_What needs to be done_
Where the string "innermost" appears in a line of the data, show that line.

_Source material_
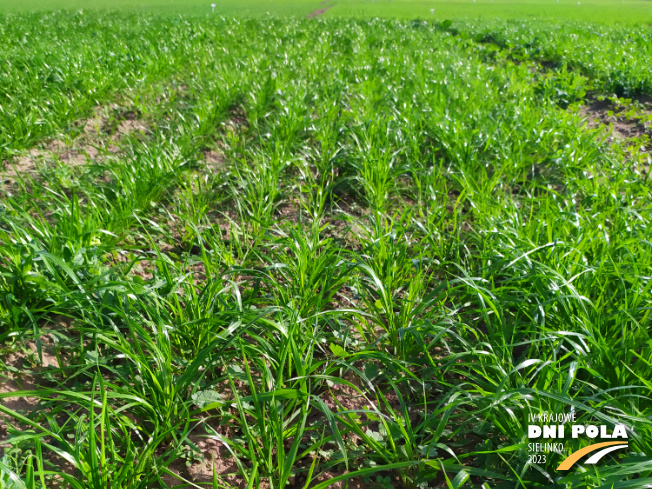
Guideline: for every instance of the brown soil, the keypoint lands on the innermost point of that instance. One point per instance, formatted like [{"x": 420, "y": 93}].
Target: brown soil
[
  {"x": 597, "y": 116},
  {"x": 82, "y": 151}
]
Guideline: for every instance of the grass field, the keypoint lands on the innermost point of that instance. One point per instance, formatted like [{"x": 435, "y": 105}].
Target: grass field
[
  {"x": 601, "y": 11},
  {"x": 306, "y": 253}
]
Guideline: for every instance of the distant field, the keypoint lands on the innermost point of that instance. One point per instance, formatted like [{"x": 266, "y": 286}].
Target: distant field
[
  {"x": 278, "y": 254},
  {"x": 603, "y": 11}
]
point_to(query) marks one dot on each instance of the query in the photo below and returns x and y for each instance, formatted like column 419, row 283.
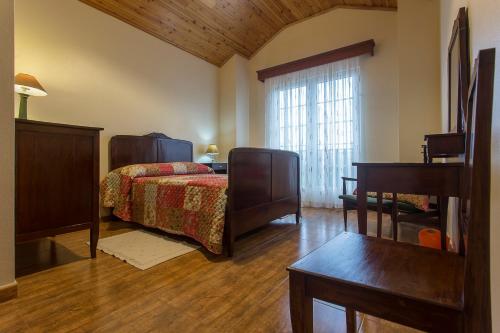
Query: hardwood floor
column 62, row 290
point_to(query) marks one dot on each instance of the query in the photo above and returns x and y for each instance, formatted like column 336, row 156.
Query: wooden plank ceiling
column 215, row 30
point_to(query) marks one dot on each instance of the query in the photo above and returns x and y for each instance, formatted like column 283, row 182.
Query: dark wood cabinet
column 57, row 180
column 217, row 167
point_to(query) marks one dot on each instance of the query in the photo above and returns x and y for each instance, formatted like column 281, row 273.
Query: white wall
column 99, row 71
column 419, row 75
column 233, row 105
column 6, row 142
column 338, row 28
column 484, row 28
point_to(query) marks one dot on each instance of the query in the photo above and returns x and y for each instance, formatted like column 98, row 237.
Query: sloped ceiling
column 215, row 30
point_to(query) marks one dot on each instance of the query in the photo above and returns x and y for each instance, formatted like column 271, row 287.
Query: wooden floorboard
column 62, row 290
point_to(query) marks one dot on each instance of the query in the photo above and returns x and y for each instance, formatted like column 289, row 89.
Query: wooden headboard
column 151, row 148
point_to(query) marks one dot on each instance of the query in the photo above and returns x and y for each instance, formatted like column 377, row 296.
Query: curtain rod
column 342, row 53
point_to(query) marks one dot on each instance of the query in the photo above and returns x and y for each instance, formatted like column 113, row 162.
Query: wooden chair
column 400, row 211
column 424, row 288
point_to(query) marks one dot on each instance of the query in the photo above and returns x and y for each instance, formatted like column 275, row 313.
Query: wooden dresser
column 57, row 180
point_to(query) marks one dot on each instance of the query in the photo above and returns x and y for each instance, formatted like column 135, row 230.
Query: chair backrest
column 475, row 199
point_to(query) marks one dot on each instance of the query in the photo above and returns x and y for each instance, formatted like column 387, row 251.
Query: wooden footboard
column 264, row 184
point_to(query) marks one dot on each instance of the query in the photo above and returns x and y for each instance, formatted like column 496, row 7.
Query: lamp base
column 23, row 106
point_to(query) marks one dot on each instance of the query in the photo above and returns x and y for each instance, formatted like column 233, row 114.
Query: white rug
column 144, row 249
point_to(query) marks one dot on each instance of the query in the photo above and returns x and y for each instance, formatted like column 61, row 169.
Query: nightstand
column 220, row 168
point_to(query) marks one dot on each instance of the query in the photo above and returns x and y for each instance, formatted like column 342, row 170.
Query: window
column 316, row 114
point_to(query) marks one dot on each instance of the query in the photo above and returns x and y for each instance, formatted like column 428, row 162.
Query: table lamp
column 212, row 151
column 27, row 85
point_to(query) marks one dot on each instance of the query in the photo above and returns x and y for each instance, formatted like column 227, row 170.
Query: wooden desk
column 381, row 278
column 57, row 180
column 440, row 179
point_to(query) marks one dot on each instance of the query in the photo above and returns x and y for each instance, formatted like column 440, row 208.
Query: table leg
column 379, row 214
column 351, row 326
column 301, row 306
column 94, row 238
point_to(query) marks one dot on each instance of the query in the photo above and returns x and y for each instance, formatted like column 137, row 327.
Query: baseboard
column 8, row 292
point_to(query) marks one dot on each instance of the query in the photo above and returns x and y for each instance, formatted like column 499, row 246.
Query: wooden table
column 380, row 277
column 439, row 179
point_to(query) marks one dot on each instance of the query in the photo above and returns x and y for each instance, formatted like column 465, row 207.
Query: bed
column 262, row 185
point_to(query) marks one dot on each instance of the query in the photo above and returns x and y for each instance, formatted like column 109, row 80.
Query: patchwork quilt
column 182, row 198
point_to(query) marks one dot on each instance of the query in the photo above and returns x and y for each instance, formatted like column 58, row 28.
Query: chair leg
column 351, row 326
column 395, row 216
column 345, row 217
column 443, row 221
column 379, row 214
---
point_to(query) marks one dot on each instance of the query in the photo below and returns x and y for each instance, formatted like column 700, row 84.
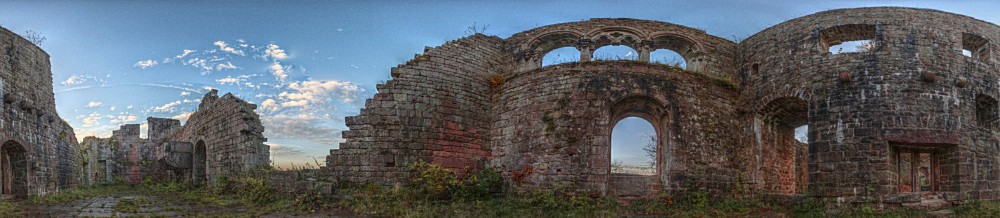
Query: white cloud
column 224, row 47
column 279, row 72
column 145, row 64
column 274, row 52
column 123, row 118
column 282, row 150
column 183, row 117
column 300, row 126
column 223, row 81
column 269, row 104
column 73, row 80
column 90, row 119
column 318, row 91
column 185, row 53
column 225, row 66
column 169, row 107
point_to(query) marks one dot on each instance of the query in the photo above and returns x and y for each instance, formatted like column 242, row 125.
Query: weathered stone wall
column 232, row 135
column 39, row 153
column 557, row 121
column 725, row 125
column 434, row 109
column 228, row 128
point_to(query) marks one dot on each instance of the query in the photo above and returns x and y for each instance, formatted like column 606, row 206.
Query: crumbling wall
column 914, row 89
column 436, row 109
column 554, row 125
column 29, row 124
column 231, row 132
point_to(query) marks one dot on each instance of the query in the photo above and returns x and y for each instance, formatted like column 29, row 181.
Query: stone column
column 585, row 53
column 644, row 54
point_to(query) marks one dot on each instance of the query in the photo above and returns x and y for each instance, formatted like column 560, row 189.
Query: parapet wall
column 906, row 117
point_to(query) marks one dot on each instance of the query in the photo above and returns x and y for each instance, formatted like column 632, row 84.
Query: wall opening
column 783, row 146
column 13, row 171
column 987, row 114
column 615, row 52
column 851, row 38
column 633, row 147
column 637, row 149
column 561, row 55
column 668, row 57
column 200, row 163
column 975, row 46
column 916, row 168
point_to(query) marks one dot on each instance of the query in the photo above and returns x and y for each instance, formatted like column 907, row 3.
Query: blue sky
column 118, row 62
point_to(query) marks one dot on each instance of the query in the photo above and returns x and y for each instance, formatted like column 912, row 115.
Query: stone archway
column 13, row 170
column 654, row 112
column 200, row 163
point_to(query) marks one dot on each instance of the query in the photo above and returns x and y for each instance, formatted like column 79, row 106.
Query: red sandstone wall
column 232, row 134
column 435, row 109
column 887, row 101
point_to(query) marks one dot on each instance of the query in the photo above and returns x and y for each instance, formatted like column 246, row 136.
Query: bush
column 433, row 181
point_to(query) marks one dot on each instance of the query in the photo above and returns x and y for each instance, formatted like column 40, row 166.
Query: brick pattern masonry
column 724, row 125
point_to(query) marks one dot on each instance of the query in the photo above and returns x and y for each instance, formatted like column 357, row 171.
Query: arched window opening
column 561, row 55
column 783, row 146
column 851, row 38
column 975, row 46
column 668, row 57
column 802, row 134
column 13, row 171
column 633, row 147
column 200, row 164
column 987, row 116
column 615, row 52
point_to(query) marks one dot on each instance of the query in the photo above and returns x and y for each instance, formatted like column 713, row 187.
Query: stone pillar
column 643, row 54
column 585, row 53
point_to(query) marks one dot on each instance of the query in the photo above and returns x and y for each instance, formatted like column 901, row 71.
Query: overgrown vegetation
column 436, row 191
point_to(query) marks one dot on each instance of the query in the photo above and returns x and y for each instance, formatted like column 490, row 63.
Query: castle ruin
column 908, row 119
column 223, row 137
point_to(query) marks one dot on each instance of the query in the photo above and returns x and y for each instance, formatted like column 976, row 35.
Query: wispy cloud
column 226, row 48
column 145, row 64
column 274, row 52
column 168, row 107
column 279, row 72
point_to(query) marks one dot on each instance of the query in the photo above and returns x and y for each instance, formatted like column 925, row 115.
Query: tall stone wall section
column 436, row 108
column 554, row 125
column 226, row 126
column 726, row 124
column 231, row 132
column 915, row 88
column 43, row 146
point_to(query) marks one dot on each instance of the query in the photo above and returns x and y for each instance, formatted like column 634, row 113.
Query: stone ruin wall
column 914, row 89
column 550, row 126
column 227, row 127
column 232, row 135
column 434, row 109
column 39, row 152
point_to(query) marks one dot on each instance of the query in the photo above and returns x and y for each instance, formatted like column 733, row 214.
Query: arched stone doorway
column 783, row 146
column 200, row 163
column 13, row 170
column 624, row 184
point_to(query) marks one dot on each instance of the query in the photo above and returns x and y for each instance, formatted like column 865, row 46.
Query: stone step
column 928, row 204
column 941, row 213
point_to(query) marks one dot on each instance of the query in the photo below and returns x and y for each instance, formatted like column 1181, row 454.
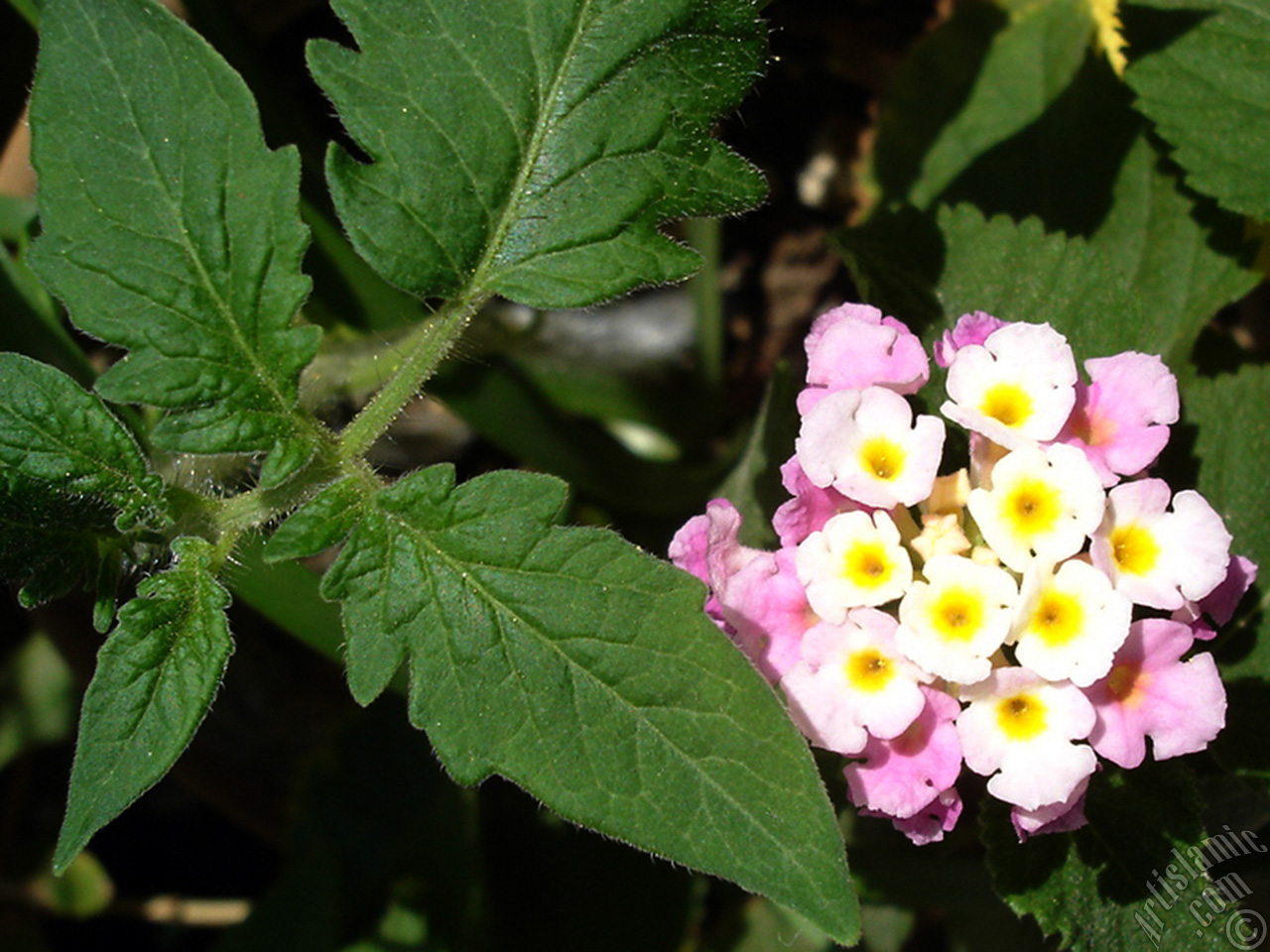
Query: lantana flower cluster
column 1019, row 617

_Completed task_
Guideline: for every instance of the brown soil, the keypoint lands on the innermost point of that instance. One point per instance, formatted like [{"x": 420, "y": 93}].
Guideline: for every instance of the grass field, the keypoint lands on the innermost point of that instance. One point per instance, formatted like [{"x": 435, "y": 105}].
Guideline: for every instance of the distant field, the keypoint lands on the innermost point of that instance. One point per instance, formatted like [{"x": 266, "y": 286}].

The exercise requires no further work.